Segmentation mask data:
........

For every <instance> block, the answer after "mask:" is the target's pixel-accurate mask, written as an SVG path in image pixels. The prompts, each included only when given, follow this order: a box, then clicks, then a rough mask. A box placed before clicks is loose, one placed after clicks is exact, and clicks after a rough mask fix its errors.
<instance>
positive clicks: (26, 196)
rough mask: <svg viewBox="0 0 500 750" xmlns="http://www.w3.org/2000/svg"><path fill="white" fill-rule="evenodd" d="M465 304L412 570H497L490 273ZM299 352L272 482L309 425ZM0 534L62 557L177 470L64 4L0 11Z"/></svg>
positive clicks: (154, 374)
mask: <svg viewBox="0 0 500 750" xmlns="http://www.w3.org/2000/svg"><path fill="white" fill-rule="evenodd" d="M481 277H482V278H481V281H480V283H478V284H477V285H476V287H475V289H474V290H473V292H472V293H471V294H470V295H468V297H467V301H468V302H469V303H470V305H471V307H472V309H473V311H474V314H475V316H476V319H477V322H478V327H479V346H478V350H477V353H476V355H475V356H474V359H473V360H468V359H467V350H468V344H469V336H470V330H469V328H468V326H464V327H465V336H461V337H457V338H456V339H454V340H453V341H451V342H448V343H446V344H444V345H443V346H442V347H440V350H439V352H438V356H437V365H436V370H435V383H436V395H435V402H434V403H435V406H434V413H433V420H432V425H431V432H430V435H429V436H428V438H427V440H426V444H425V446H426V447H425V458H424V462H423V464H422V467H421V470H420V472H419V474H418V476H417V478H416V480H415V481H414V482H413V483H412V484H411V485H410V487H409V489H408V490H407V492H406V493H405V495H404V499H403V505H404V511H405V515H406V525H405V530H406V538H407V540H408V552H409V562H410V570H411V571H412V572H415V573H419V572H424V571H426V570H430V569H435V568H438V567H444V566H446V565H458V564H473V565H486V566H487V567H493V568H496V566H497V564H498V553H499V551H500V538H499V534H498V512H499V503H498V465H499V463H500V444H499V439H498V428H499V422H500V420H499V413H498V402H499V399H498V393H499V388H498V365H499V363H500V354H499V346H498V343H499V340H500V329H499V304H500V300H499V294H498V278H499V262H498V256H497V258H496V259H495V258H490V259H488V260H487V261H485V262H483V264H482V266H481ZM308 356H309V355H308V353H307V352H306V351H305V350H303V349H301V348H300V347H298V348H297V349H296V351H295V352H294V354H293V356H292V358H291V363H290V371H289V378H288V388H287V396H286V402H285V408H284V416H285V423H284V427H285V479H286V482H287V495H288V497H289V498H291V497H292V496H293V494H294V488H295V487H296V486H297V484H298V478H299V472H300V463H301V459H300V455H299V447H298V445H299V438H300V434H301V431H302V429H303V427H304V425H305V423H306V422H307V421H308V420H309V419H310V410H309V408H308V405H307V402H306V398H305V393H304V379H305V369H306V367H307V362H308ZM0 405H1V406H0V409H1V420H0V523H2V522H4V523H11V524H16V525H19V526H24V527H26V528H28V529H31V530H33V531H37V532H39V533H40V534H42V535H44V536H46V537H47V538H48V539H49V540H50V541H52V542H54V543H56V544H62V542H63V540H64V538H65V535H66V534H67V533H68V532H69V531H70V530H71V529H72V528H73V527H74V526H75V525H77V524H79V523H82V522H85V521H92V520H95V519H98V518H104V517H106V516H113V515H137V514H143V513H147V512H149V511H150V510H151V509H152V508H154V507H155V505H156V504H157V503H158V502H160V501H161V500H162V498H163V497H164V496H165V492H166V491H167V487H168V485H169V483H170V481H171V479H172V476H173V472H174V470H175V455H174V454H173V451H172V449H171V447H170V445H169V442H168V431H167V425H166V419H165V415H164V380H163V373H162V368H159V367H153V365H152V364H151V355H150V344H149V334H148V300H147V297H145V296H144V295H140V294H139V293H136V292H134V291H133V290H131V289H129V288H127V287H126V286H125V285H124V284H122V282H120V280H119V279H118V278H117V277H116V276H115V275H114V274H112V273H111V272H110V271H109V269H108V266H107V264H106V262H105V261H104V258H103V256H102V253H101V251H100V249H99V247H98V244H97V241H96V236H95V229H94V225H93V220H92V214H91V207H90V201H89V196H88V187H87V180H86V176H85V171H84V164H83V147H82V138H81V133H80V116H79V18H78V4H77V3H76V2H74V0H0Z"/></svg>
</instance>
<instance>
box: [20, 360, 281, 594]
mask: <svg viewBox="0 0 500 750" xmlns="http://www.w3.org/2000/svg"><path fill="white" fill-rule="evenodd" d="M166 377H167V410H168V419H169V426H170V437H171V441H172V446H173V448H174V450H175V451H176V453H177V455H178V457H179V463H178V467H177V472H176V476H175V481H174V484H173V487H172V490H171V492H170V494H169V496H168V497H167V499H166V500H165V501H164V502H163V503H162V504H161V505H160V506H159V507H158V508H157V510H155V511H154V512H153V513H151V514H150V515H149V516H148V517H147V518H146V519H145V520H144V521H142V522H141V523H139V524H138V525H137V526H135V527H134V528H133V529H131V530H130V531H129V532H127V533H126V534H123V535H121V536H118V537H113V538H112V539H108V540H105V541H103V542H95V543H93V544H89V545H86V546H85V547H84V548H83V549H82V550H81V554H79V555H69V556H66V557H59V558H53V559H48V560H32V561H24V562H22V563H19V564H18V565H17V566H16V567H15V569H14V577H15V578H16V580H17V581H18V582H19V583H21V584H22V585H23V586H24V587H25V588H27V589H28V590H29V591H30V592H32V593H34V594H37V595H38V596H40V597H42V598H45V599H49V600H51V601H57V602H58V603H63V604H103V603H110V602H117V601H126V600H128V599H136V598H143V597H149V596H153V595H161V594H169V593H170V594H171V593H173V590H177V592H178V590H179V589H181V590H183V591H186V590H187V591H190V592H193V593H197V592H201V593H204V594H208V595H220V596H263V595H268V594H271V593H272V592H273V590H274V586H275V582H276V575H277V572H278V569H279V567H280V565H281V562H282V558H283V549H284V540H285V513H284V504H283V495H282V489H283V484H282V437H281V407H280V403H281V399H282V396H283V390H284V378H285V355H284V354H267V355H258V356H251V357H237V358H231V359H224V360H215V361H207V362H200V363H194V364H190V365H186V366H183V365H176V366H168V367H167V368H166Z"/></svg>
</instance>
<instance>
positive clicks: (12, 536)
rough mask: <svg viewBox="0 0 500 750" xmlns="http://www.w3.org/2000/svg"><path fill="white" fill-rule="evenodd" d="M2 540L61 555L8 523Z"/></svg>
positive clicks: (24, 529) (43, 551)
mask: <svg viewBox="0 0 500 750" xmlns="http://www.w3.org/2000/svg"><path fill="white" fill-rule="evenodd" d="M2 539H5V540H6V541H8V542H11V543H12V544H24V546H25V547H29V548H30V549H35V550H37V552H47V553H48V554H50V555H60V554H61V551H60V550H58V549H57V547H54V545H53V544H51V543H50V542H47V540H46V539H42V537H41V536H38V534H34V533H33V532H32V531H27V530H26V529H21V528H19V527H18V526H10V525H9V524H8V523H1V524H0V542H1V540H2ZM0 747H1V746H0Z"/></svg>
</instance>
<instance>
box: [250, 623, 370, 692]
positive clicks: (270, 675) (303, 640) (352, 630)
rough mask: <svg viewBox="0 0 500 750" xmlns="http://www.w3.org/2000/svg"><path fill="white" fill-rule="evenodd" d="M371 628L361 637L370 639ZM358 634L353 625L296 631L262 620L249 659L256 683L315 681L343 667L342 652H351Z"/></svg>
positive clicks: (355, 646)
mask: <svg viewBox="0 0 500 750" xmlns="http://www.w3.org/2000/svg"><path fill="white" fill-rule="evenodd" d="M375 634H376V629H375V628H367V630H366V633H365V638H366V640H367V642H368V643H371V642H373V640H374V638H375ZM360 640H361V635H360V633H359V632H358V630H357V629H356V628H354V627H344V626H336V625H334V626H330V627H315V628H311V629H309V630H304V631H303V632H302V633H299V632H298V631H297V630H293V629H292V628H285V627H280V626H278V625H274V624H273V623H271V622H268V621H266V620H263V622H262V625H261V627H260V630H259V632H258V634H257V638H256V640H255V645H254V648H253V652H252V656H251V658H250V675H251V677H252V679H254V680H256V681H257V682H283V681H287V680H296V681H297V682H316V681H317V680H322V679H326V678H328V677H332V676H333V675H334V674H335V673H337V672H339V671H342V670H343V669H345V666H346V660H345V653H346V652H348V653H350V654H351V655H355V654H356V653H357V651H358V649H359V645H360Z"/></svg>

........

Aim of the task: Report every line above that contains the word "rough", copying each in full.

Completed exercise:
For every <instance> block, the answer after "mask:" is the target's pixel-accurate mask, written as an SVG path in image pixels. The prompts, each included only when given, follow this order: a box, then clicks, then a rough mask. A box placed before clicks is loose, one placed after clicks is exact, and clicks after a rough mask fix its errors.
rough mask: <svg viewBox="0 0 500 750" xmlns="http://www.w3.org/2000/svg"><path fill="white" fill-rule="evenodd" d="M465 304L412 570H497L490 273ZM299 352L272 482L309 425ZM0 534L62 557L177 470L64 4L0 11Z"/></svg>
rough mask: <svg viewBox="0 0 500 750" xmlns="http://www.w3.org/2000/svg"><path fill="white" fill-rule="evenodd" d="M2 540L61 555L8 523Z"/></svg>
rough mask: <svg viewBox="0 0 500 750" xmlns="http://www.w3.org/2000/svg"><path fill="white" fill-rule="evenodd" d="M371 628L361 637L370 639ZM358 634L353 625L296 631L262 620L249 659L256 683L315 681L343 667L342 652H351Z"/></svg>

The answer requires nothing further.